START Selected extract
In case we strike...

Nurses Union

Published

Specializes in NICU.

Hey, all. My bargaining unit's contract is in negotiations right now, and apparently it ain't going too well. We were all given flyers detailing how to prepare for a strike - making sure you have your original license, certifications, some savings. But I'd love to hear from anyone who has struck themselves. While the idea of my babies' parents walking through a picket line I'm on makes me feel all ooky inside, I don't cross picket lines. I just don't, not even at the grocery store.

I'd really prefer NOT to have to do agency work during a strike, partly because my hospital system employs over 10,000 nurses and I'm not interested in fighting all those people for a spot in a specialty I know nothing about. At this point I have enough savings for a month. Is this enough? How long do strikes usually last?

I wish I knew the answer.

We generally have one or two day strikes. The nurses are often locked out for another couple days.

But we read hear about some very long strikes.
END Selected extract
**Tasks for this exercise**
**a)** Which items do the flyers in the strike post say to have ready for a strike?
**b)** Copy the strike post from the sentence that begins "I wish I knew" through "very long strikes.", and swap "locked out" for "sent home".
Answer from the strike post alone.
START Provided records
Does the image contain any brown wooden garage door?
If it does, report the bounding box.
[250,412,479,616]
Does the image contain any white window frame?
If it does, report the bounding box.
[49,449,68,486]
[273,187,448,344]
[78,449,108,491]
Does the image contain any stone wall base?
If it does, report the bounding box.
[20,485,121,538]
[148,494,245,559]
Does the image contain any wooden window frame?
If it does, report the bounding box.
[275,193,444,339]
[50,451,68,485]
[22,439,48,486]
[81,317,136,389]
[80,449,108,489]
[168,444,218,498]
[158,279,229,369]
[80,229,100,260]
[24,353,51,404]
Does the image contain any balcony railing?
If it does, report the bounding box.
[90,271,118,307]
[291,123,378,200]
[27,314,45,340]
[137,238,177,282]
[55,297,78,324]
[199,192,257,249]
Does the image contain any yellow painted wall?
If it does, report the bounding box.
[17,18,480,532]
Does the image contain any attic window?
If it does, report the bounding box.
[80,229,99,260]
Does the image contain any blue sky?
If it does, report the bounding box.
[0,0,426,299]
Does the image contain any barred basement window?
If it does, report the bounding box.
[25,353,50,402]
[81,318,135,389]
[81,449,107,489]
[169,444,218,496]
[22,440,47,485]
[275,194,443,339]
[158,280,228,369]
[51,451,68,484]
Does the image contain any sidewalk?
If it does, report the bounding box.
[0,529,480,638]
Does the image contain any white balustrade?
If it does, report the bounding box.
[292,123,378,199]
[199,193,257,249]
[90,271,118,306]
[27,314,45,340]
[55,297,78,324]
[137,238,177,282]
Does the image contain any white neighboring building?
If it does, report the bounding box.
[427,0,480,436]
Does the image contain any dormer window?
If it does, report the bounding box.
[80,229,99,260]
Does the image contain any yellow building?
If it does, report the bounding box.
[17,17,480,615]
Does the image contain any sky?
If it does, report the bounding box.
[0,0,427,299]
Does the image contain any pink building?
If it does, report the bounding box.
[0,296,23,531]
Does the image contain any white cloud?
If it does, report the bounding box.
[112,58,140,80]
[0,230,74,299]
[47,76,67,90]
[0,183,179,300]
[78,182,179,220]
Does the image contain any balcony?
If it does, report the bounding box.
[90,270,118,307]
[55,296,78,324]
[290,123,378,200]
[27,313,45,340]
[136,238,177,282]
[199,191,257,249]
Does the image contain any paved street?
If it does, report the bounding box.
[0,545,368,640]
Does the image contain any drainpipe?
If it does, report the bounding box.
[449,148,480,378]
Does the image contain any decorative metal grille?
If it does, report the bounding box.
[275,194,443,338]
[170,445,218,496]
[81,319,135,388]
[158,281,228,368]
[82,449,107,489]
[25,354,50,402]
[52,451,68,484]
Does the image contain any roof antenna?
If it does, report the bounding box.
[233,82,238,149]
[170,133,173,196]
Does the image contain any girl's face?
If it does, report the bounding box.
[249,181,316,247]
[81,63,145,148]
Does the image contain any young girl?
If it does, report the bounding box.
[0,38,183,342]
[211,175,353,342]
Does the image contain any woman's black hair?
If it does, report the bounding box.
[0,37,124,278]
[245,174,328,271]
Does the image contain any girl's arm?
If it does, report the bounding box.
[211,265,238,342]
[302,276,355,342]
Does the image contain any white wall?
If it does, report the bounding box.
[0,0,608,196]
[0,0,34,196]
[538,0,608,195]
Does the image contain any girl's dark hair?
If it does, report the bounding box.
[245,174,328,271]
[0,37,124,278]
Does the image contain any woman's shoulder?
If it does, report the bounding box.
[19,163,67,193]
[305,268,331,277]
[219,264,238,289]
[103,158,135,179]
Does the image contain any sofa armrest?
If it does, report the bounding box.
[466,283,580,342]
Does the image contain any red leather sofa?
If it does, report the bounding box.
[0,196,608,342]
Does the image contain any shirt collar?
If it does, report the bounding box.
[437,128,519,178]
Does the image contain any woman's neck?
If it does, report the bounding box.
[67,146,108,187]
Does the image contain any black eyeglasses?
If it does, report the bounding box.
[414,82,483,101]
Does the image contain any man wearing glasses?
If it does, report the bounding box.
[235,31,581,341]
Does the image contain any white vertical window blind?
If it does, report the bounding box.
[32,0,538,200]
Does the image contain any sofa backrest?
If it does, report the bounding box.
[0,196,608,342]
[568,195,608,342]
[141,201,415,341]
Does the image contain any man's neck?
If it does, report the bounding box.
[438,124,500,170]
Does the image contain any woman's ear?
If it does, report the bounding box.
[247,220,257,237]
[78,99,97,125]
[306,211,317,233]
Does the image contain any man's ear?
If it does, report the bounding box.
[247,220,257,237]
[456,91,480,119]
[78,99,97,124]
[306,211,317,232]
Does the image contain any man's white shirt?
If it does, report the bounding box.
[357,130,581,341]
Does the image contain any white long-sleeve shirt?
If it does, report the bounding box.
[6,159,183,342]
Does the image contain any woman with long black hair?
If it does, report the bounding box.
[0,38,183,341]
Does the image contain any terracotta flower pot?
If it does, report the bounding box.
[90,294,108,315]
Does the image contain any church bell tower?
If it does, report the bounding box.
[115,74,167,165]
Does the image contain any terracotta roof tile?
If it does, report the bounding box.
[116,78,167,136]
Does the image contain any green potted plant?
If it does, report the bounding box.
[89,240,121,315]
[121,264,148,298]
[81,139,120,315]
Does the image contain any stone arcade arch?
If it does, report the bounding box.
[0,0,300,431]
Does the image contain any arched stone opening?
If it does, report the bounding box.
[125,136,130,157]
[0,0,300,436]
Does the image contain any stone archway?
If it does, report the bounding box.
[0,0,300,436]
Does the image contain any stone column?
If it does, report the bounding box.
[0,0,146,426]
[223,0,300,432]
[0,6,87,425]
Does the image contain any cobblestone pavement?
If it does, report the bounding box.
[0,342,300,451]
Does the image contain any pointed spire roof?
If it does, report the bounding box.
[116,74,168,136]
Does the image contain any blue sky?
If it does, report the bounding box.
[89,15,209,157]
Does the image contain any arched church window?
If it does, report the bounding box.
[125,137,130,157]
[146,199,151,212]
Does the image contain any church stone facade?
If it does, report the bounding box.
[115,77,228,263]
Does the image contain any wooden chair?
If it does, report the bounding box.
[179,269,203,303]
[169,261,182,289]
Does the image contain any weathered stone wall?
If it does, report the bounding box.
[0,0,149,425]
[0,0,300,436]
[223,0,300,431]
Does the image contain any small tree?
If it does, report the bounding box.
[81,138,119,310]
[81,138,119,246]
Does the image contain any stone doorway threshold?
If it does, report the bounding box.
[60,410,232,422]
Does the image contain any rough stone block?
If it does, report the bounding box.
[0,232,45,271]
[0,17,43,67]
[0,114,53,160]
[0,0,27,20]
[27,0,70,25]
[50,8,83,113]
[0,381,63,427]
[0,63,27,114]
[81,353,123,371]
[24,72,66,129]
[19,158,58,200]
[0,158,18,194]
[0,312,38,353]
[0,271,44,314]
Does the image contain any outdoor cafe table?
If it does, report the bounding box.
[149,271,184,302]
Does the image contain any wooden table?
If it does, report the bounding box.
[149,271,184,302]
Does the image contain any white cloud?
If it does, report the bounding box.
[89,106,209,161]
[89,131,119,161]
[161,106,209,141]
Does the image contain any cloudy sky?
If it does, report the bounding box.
END Provided records
**Answers to each task**
**a)** Your original license, certifications, and some savings.

**b)**
I wish I knew the answer.

We generally have one or two day strikes. The nurses are often sent home for another couple days.

But we read hear about some very long strikes.